- **DIRECTIONS**: Retype each line below without a single alteration.

- **PROVIDED DATA**:

================

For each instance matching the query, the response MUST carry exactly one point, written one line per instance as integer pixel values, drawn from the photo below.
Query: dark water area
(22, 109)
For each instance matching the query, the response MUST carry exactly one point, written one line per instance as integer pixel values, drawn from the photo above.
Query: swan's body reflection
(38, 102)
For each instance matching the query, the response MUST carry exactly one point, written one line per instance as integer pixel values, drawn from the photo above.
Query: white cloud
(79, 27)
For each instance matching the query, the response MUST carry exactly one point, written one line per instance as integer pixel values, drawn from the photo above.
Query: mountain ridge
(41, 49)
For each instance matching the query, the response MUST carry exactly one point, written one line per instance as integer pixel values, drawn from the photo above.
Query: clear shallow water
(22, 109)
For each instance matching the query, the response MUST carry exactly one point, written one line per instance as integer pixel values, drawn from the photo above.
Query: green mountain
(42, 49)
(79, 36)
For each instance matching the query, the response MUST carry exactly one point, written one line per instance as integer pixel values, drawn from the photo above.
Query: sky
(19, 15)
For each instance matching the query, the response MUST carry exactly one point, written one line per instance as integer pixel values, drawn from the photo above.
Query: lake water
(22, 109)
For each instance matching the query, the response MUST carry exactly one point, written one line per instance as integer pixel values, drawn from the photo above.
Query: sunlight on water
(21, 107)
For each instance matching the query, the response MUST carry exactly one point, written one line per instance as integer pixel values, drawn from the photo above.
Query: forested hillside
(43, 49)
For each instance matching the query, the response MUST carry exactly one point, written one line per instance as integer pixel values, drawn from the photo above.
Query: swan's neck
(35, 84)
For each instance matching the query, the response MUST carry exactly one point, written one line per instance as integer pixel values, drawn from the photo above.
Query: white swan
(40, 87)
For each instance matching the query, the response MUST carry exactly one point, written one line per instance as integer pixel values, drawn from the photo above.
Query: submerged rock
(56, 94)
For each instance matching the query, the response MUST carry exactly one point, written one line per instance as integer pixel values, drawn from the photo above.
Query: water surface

================

- **RESPONSE TO THIS TASK**:
For each instance matching the query, the response MUST carry exactly one point, written one line per instance as integer pixel values, drawn from the photo below.
Query: dark water area
(22, 109)
For each instance matching the query, the response MUST carry exactly one point, written one line per instance as integer pixel values, drawn from the photo above.
Query: swan's body reflection
(38, 102)
For each instance matching the query, the response MUST carry exactly one point, written one line per instance as integer pixel values, drawn from the photo above.
Query: white cloud
(79, 27)
For each instance matching the query, the response MUST carry exactly one point, written one line per instance as integer pixel values, drawn from the photo above.
Query: mountain ridge
(41, 49)
For each instance matching the query, the response MUST carry exactly one point, written one line per instance as integer pixel values, drawn from the photo above.
Query: clear shallow water
(22, 109)
For each instance matching the query, the response MUST carry exactly one point, written one line per instance as integer pixel values, drawn from the photo above.
Query: green mountain
(42, 49)
(79, 36)
For each instance matching the query, the response MUST carry exactly one point, written one line per instance as integer pixel values, drawn from the photo above.
Query: sky
(19, 15)
For each instance matching the query, the response MUST carry exactly one point, written one line per instance as integer pixel values, drawn from the photo above.
Query: lake water
(22, 109)
For each instance matching the query, the response MUST carry exactly one point, written one line per instance as integer pixel values, drawn from the photo above.
Query: sunlight on water
(21, 107)
For each instance matching the query, the response MUST carry exactly one point, written one line per instance as integer pixel values, drawn from the photo above.
Query: forested hillside
(43, 49)
For each instance matching the query, the response MUST carry exactly one point, written one line per instance as integer pixel values, drawn from the photo above.
Query: swan's neck
(35, 84)
For each instance matching the query, the response MUST carry exactly one point, written one line per instance as integer pixel values, drawn from the photo above.
Query: white swan
(40, 87)
For each instance matching the query, the response MUST carry exactly one point, written one line per instance as integer pixel values, drawn from the photo above.
Query: submerged rock
(56, 94)
For each instance matching the query, the response MUST carry exactly one point, written one line per instance as integer pixel values, drawn from the photo above.
Query: water surface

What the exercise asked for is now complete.